Textauszug:
════════════════════

Schaufenster. Auf der Worth Avenue sollte man auch einen Blick in die ­Innenhöfe wagen.
Schaufenster. Auf der Worth Avenue sollte man auch einen Blick in die ­Innenhöfe wagen.(c) Beigestellt

Feiern im Sonnenuntergang. Der Zauber verfliegt auch abends nicht. Nach der blauen Stunde wird nicht nur bei privaten Cocktailpartys hinter blickdichten Hecken, sondern auch in aller Öffentlichkeit ein Feuerwerk auf Tellern und Gläsern abgebrannt. Mehr als eine Handvoll Dollar sollte man aber eingesteckt haben. Für ein Filet Mignon „on the bone“ mit Ofenkartoffel und gegrilltem Spargel etwa im Flagler Steakhouse. Getafelt wird auf der Terrasse, oberhalb eines Golfplatzes. Die Stimmung ist ausgelassen, nicht nur wegen der Weinbegleitung, einem Cabernet Sauvignon von Shafer aus dem Napa Valley: Ein paar Tische weiter hat ein Privatjet-Unternehmen zur Feier geladen.

Nur wenige Gehminuten entfernt, im exklusiven Flagler Club der Hotellegende Breakers, sind die Gäste bereits in den Sinkflug übergegangen und beim Dessert gelandet: warme Schokotörtchen und, Wimbledon-like, Erdbeeren mit Schlag. Zum Befeuchten lagern Roederer Cristal und ein Pinot Grigio von Jermann auf Eis. Auch im Restaurant Ta-boo in der Einkaufsstraße Worth Avenue, einer weiteren Palm-Beach-Institution, scheint seit 75 Jahren der Mix zu stimmen: Einheimische wie Touristen laben sich an den Hervorbringungen von Küche und Keller, von A-List-Celebrities ganz zu schweigen.

════════════════════

Bereitgestelltes Material:

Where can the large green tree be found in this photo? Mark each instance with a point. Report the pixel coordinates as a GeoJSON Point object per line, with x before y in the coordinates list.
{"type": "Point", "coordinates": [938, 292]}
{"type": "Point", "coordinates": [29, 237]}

════════════════════

Gestellte Aufgabe 1:
Übertragen Sie aus dem Textauszug wörtlich die Passage, die bei „Nur wenige Gehminuten“ beginnt und bei „ganz zu schweigen.“ endet.
Gestellte Aufgabe 2:
Welcher Wein begleitet laut Textauszug das Essen auf der Terrasse des Flagler Steakhouse?

Korrekte Lösung 1:
Nur wenige Gehminuten entfernt, im exklusiven Flagler Club der Hotellegende Breakers, sind die Gäste bereits in den Sinkflug übergegangen und beim Dessert gelandet: warme Schokotörtchen und, Wimbledon-like, Erdbeeren mit Schlag. Zum Befeuchten lagern Roederer Cristal und ein Pinot Grigio von Jermann auf Eis. Auch im Restaurant Ta-boo in der Einkaufsstraße Worth Avenue, einer weiteren Palm-Beach-Institution, scheint seit 75 Jahren der Mix zu stimmen: Einheimische wie Touristen laben sich an den Hervorbringungen von Küche und Keller, von A-List-Celebrities ganz zu schweigen.

Korrekte Lösung 2:
Ein Cabernet Sauvignon von Shafer aus dem Napa Valley.